::: RECORDS SUPPLIED :::

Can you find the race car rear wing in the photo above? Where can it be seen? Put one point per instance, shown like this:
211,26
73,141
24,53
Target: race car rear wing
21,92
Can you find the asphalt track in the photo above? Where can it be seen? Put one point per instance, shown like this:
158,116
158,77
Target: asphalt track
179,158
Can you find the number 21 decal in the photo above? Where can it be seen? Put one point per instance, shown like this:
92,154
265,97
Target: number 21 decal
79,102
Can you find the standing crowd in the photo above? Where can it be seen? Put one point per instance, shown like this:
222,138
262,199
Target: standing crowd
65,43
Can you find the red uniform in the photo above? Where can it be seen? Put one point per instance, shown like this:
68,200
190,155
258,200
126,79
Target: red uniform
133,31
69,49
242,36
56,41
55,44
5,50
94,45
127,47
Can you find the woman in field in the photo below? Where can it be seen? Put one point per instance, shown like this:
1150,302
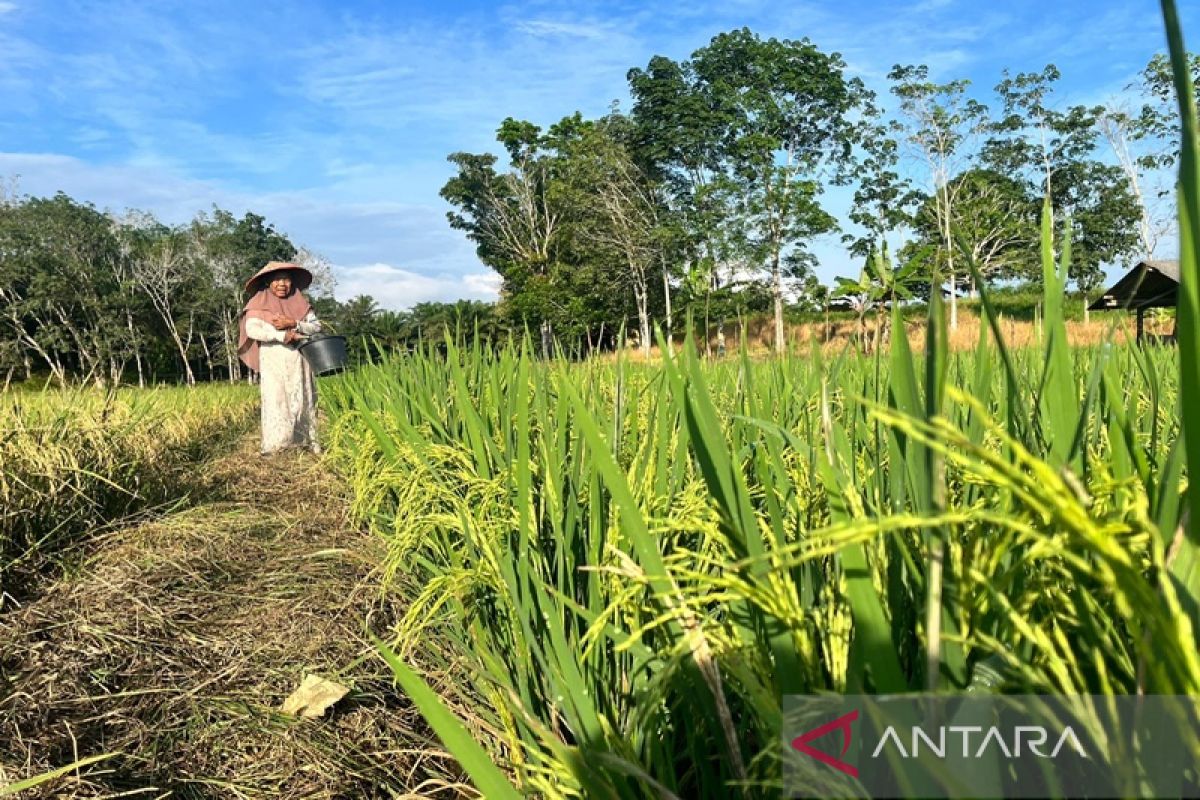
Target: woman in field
275,318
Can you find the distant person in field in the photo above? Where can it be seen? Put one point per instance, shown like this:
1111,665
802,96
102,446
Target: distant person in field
276,317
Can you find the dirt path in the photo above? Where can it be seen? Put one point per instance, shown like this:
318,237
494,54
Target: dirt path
175,643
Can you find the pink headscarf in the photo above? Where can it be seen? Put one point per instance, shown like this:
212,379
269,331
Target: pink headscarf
263,305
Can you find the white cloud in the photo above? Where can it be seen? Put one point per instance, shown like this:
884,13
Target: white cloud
397,288
547,29
439,263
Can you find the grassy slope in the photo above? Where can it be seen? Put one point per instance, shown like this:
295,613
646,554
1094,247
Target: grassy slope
179,638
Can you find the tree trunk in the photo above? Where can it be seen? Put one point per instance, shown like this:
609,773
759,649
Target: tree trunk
137,348
777,292
666,296
546,341
643,320
954,302
208,355
708,342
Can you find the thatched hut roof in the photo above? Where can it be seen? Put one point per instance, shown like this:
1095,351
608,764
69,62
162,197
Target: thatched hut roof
1150,284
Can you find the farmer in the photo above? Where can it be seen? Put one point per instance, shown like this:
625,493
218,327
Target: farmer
275,318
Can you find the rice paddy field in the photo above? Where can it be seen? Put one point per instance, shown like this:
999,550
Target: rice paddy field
72,461
631,564
610,572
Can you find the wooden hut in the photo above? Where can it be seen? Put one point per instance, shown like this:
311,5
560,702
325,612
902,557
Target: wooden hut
1150,284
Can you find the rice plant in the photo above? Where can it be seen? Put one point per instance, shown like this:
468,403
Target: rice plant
633,564
72,461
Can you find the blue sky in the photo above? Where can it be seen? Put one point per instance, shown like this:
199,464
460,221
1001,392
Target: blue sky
334,119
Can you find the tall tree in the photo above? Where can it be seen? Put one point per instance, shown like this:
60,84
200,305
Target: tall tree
619,210
1055,151
786,109
514,217
1144,137
940,122
994,221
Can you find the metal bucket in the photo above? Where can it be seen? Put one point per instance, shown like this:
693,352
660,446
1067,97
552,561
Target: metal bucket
324,354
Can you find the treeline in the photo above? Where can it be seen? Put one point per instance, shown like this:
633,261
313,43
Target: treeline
708,193
99,296
95,296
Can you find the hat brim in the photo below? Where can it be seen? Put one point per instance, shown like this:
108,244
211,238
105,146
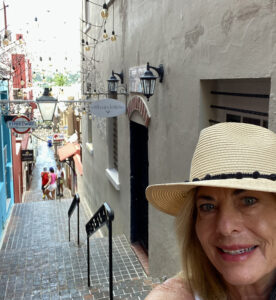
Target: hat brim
169,198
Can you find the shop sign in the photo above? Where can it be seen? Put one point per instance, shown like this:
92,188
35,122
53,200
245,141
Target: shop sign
58,137
27,155
21,124
108,108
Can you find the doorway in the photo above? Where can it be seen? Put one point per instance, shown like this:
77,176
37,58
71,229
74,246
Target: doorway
138,183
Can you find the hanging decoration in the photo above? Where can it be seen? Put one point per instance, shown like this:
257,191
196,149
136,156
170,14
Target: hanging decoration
104,12
113,36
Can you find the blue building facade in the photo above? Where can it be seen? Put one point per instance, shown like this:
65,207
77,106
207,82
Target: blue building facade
6,176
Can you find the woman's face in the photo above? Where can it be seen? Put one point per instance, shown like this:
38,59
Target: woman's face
237,231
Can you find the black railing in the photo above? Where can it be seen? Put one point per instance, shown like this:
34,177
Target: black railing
246,111
75,203
104,216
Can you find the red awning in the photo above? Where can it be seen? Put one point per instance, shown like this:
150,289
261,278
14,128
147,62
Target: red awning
71,150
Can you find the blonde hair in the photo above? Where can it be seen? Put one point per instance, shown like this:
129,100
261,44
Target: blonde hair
197,271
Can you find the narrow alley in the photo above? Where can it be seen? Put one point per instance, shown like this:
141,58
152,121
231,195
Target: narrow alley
38,262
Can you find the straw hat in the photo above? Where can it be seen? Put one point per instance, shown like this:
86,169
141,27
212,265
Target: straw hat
230,155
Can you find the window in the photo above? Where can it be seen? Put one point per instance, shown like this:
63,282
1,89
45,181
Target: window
86,16
112,137
89,144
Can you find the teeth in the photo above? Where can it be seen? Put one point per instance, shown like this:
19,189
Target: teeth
239,251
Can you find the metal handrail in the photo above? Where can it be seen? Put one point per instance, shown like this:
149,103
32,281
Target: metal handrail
104,216
75,203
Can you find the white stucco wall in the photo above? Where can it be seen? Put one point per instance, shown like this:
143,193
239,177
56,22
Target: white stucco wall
195,41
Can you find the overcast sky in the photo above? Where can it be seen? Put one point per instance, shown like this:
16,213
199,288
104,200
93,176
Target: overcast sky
55,34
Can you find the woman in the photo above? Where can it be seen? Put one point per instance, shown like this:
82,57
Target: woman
60,180
225,217
51,184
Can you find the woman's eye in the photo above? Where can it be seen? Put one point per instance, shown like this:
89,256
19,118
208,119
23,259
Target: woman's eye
249,200
206,207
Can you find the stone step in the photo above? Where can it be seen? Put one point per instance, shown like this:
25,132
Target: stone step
38,262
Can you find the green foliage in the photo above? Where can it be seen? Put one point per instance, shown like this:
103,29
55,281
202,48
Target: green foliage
58,79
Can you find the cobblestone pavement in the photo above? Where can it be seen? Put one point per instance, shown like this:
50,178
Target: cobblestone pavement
38,262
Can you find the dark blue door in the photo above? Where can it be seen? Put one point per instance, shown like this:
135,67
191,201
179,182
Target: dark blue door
139,182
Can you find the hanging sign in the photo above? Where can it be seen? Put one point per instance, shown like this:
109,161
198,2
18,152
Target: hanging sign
21,124
58,137
27,155
108,108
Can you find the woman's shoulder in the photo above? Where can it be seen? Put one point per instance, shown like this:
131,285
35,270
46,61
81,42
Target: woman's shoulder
174,289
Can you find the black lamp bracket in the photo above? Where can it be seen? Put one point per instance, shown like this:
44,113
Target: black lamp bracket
159,70
121,76
122,90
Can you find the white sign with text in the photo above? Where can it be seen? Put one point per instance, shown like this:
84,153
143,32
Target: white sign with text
108,108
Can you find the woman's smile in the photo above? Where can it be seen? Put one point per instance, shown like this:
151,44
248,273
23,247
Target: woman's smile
236,253
237,230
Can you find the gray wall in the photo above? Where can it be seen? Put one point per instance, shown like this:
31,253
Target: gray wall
199,43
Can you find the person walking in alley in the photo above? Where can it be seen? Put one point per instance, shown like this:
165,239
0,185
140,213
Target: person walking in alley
60,180
44,180
51,184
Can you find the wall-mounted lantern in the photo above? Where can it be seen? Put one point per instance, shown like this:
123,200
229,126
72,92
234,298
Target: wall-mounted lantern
113,82
47,105
148,79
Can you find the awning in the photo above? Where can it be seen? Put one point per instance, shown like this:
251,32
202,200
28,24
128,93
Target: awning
71,150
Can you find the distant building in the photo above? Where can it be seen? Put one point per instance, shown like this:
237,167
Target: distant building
6,173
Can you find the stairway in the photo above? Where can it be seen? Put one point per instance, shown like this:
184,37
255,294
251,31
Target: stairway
38,262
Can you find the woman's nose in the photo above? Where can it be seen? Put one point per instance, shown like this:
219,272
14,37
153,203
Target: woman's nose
228,220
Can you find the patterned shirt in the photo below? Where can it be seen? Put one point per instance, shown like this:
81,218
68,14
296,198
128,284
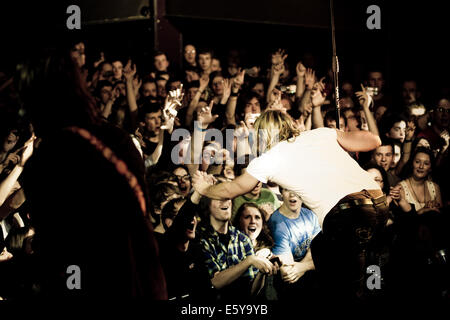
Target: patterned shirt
219,257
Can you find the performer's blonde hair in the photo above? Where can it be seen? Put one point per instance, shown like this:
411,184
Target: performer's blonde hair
274,126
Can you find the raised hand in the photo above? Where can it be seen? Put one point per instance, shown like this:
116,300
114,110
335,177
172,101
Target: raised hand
27,150
13,158
300,69
364,98
310,78
278,57
278,69
226,89
318,95
5,255
238,80
201,181
410,130
129,71
250,119
172,103
204,80
242,131
204,115
276,104
191,76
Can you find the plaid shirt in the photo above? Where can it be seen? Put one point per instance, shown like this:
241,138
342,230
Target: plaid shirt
219,257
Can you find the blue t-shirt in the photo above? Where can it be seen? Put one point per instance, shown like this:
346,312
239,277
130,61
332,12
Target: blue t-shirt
293,235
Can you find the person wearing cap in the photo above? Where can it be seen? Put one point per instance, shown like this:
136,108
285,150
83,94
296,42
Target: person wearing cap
349,204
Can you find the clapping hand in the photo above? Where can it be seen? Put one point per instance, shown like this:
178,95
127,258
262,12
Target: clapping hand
310,78
365,99
129,71
201,181
204,115
173,102
318,93
300,69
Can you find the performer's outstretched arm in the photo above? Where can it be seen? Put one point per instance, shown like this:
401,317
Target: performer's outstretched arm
226,190
358,140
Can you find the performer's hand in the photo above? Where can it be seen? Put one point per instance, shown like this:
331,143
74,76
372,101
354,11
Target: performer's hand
201,182
310,78
300,69
291,273
318,95
364,98
5,255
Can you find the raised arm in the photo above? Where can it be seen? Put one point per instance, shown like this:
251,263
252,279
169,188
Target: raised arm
231,274
129,71
358,140
226,190
317,100
365,100
8,184
276,71
301,70
204,80
204,118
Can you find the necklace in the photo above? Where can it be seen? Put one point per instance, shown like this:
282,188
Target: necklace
414,193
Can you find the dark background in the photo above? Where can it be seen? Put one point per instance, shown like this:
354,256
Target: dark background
412,43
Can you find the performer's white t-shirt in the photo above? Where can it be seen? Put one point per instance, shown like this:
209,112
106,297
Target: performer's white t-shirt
314,166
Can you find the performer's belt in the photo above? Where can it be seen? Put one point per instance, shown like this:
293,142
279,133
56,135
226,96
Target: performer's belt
365,197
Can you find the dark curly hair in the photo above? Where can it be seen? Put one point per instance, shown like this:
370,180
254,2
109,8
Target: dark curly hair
264,239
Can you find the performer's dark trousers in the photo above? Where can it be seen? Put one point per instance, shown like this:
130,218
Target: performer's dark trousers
348,243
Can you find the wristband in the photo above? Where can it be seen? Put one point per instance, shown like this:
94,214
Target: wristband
201,129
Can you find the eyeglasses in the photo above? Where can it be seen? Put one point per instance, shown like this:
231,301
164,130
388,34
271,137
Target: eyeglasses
440,109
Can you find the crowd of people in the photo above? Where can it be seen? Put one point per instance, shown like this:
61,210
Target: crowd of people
108,154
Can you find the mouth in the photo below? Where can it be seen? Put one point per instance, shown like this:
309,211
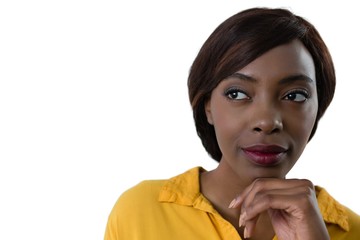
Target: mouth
265,155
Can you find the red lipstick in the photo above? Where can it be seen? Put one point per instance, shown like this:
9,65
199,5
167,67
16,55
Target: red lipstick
265,155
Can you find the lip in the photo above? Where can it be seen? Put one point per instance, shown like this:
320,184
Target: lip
265,155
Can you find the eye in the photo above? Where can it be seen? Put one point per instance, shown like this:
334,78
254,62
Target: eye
236,94
297,96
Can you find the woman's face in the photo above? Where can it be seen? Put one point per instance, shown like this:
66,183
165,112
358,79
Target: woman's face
264,113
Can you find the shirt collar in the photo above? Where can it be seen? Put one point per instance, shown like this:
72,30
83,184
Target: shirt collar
184,189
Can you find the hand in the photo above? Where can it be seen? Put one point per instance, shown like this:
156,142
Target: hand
290,203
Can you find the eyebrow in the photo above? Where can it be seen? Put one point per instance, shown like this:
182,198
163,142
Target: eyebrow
286,80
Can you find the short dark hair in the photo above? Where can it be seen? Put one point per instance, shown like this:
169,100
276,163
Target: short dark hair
241,39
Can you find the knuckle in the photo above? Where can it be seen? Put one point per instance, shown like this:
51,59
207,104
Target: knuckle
307,183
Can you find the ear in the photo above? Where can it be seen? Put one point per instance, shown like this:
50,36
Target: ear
208,112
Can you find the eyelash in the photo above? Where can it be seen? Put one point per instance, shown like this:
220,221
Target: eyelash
236,91
304,93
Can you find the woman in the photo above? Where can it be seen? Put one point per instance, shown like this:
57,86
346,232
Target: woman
258,88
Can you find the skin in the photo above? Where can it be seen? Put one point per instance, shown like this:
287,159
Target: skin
271,101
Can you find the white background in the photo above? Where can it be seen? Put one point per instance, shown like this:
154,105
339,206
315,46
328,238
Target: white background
93,99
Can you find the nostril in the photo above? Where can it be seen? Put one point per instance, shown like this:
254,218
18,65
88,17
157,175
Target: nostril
257,129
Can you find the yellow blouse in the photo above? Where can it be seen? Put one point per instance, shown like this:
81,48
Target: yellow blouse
175,209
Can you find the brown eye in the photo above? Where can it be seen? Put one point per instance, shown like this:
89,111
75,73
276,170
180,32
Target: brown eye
297,96
236,94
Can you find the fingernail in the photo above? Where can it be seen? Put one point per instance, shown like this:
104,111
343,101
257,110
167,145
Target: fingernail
232,203
242,219
246,233
241,222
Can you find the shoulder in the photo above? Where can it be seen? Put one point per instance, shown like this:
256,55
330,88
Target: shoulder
131,210
342,222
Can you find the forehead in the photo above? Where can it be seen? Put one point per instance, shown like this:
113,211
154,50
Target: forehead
287,59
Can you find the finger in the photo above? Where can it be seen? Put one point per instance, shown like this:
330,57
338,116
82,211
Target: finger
262,184
293,201
249,225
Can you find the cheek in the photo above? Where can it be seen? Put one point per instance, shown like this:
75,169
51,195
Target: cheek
304,127
228,125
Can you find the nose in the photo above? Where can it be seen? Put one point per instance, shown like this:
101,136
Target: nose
267,120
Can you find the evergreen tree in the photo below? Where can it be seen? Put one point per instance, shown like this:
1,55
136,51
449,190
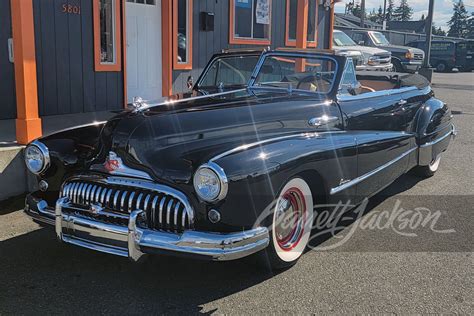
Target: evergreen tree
470,26
390,10
403,12
458,24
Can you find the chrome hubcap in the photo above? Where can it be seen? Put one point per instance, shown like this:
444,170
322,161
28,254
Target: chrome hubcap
290,219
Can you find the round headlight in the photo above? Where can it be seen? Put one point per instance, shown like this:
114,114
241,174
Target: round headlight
36,157
210,182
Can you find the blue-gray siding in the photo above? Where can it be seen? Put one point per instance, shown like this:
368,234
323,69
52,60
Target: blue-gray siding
7,74
205,44
67,82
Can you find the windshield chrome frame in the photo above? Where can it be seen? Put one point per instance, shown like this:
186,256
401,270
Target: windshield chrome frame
308,55
215,59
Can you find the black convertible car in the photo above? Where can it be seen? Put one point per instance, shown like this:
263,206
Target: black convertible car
229,174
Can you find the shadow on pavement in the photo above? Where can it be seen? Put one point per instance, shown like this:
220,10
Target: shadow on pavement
40,274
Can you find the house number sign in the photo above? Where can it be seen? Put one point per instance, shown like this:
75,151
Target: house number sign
71,9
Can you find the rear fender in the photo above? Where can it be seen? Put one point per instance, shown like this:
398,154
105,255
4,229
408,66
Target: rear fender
257,174
434,129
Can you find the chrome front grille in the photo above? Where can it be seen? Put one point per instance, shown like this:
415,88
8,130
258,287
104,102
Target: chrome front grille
165,208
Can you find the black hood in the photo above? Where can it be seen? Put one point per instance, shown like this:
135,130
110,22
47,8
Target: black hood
171,140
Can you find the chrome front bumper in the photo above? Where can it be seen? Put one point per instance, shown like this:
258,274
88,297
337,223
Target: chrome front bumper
134,241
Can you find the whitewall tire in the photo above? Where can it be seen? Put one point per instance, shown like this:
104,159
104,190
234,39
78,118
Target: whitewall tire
291,225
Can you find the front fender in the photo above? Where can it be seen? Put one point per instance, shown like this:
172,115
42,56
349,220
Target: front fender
70,150
257,173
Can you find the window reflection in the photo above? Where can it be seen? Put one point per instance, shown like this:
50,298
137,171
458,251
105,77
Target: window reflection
107,31
182,33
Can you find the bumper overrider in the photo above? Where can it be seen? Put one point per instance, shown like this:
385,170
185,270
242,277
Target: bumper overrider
135,241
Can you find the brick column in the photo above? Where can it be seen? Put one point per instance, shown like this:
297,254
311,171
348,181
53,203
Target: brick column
28,123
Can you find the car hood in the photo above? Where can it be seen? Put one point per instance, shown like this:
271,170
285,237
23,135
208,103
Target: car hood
171,140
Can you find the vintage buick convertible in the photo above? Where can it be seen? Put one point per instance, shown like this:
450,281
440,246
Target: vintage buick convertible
230,174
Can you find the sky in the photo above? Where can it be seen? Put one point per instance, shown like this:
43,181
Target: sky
442,14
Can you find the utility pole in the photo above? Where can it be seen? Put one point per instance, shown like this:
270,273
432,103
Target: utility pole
426,70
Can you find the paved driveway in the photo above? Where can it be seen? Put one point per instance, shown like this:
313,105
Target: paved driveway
366,268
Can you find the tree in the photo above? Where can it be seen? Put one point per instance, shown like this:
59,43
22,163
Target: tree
390,10
376,16
459,24
470,26
403,12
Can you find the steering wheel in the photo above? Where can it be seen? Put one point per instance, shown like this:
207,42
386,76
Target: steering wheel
312,78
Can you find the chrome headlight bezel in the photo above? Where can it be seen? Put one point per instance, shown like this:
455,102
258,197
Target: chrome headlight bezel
221,180
46,160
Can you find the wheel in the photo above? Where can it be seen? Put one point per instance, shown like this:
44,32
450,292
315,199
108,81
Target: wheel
291,225
441,67
430,170
397,66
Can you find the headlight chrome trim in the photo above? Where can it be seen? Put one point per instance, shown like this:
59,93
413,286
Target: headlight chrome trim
45,152
223,181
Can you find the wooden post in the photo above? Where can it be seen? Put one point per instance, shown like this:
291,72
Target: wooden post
167,47
28,123
302,31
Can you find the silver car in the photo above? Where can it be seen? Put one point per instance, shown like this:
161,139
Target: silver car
372,58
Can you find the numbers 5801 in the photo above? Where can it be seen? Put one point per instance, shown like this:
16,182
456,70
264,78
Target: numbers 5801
71,9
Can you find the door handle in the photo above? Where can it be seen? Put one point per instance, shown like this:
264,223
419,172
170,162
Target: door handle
322,120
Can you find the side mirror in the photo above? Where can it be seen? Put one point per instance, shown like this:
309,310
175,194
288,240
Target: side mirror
190,83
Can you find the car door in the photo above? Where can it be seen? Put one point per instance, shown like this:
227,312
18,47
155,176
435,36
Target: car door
378,120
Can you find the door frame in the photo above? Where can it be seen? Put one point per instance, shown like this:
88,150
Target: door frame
166,49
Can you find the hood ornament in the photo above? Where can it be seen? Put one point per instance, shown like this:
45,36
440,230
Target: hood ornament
137,103
114,165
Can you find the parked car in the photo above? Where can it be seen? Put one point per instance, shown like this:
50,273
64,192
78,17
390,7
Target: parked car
373,58
448,54
404,59
465,55
227,175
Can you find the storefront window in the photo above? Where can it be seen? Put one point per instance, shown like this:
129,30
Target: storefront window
291,22
107,35
182,24
250,22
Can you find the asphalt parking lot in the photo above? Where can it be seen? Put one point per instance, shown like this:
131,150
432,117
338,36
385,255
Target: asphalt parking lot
363,269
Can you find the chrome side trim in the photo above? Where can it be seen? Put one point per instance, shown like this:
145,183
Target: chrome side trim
453,132
357,180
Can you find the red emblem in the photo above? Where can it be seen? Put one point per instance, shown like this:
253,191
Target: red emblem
112,163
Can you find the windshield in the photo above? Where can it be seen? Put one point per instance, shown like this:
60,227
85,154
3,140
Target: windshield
229,72
341,39
286,72
379,38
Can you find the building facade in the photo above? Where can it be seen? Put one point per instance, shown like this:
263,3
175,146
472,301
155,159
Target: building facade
75,56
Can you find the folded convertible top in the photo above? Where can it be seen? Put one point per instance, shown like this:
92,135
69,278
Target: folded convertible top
399,79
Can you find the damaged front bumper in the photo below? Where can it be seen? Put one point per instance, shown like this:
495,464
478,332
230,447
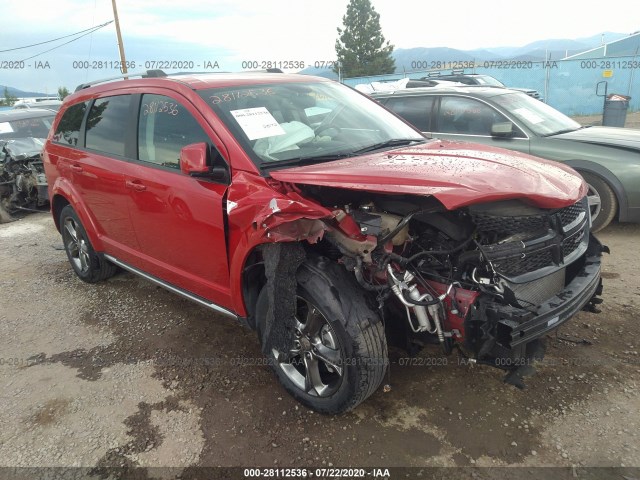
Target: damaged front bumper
515,327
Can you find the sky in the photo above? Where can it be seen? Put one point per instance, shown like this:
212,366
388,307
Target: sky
232,32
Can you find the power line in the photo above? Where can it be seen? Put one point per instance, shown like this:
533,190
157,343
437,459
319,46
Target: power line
56,39
65,43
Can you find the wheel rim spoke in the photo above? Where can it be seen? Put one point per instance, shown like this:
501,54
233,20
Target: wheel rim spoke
70,227
312,380
313,323
83,256
329,356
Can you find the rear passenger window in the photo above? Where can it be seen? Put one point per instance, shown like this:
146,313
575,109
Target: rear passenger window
164,127
106,124
415,110
68,130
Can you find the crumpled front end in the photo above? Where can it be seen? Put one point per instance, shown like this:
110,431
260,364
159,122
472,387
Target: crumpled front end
489,279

:::

• WORK REQUIRED:
In the records above, find the line containing "Can you find the folded", then please restate it and each line after it word for word, pictures excluded.

• RESULT:
Can you find the folded convertible top in the photo above? Where can it be seen? Put one point per instance, shown like this:
92,135
69,278
Target: folded convertible top
399,79
Can you find the damaged front bumper in the photo below? Where can it be seen? Put one point per instance, shown like this:
495,464
478,332
230,447
Target: damaged front bumper
515,327
Can you find the sky in the photo above? Where can it be seen? Put one point per instance, shown like this:
212,366
388,307
Target: sky
232,32
Can you find the power line in the photo above? Where can it be seen? Put one point per instance, shown like this:
533,190
157,343
437,459
319,46
Target: power line
56,39
65,43
Can you find the wheel rim spoke in the photo above? Where can it be seen? Put one point per instance, shown like this:
501,54
233,20
Target: wheel rim spoke
70,227
312,380
313,323
83,256
329,356
Can you find the rear passenger window in the photo above? Where can it be seen? Put one point per instance, shown like this:
146,313
575,109
Target: rear passenger window
164,127
106,124
415,110
68,130
Can you find the crumpled front end in the photo above? Where can it be seen? Put one point per instance, shown like this:
110,431
260,364
159,122
472,387
Target: crumpled front end
489,279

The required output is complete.